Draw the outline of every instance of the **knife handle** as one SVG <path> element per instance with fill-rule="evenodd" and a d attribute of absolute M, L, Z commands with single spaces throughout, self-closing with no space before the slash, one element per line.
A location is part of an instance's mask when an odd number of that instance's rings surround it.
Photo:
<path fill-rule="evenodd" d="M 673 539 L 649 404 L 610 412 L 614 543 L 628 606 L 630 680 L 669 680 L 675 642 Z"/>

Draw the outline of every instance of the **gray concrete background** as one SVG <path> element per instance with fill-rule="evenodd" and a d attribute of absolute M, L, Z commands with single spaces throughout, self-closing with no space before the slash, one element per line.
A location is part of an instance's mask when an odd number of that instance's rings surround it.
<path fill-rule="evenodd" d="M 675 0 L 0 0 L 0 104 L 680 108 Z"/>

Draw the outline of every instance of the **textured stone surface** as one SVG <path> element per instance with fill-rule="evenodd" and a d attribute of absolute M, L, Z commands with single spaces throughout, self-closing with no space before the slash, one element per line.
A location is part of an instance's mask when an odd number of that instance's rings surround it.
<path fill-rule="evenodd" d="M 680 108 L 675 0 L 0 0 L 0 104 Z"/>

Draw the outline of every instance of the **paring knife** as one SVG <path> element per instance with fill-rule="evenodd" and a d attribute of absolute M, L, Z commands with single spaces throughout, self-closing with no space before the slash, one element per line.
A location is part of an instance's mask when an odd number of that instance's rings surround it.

EXERCISE AIM
With the line containing "Draw the outline of every instance of the **gray" as the first and the final line of the records as the last, copy that span exactly and nothing more.

YOUR SOLUTION
Draw the outline of every instance of the **gray concrete background** as one SVG <path> element per instance with fill-rule="evenodd" and a d attribute of absolute M, L, Z commands with single spaces throughout, self-closing with no space before the slash, one element per line.
A location is part of an instance's mask when an odd number of that instance's rings surround it.
<path fill-rule="evenodd" d="M 675 0 L 0 0 L 0 104 L 680 108 Z"/>

Draw the outline of every instance of the **textured stone surface** as one SVG <path> element per instance with fill-rule="evenodd" and a d attribute of absolute M, L, Z commands with single spaces throughout, self-closing with no space before the slash, one element per line.
A location is part of an instance's mask when an odd number of that instance's rings surround it.
<path fill-rule="evenodd" d="M 680 108 L 675 0 L 0 0 L 0 104 Z"/>

Draw the outline of every instance of the **paring knife** as one SVG <path> element per instance with fill-rule="evenodd" and a d attribute of absolute M, L, Z commands with single spaces throughout, self-closing with no space before the slash, one element per line.
A location is part of an instance's mask when an odd number of that instance's rings surround it.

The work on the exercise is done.